▸ Document:
===============

Re: Kafkaesque Output port

2017-03-16 Thread Bryan Bende
Just wanted to throw out a couple of other ideas...

I ran into a similar situation and ended up creating a web-service at
the core (HandleHttpRequest/HandleHttpResponse) where the edge
instances could poll for the latest instructions [1][2]. This works
well when theres basically one new piece of information that you want
to push out, like the latest results of some calculation, but it is
obviously not a general purpose queue.

I believe Joey Frazee was also working on an approach that involved a
PutSiteToSite processor [3] that functioned similar to a
RemoteProcessGroup, except the host name property could be set to
expression language and the preceding processor could fan-out a flow
file for each host to push to. In this case you would need to know the
list of MiNiFi hosts to push to.

===============

▸ Source excerpt:

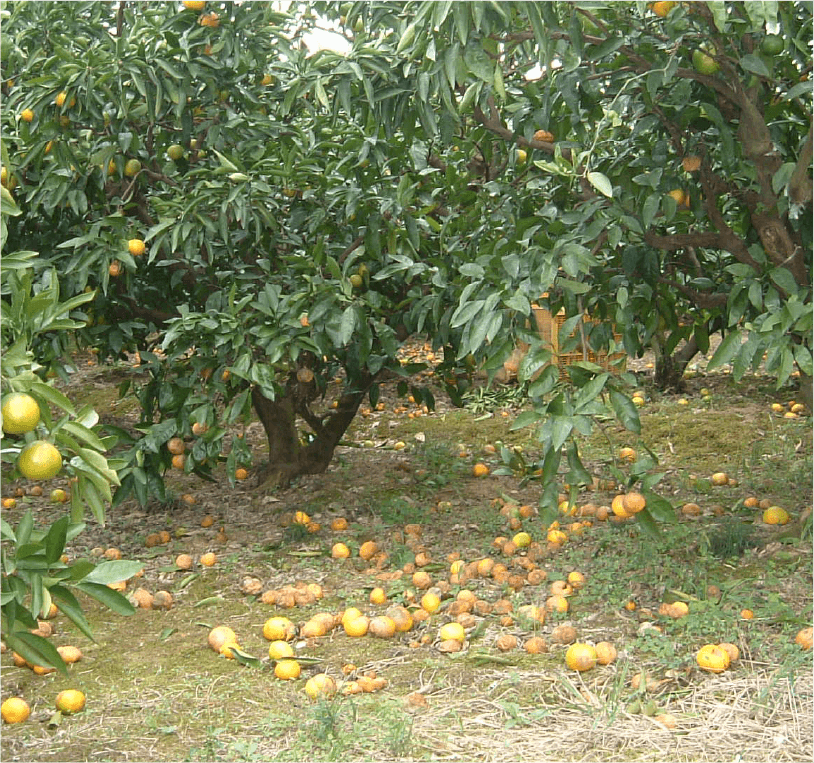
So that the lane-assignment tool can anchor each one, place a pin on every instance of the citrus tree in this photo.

===============

▸ What to work on:
a: Reproduce word for word everything in the post from "I ran into a" down to "general purpose queue.".
b: In the post, why would the PutSiteToSite approach require knowing the list of MiNiFi hosts?
The lines after the post are separate material and not part of it.

▸ Answers to each task:
a:
I ran into a similar situation and ended up creating a web-service at
the core (HandleHttpRequest/HandleHttpResponse) where the edge
instances could poll for the latest instructions [1][2]. This works
well when theres basically one new piece of information that you want
to push out, like the latest results of some calculation, but it is
obviously not a general purpose queue.

b: In that approach, the processor before PutSiteToSite fans out a flow file for each host to push to, and the host name property is set through expression language. Each target host therefore has to be known ahead of time.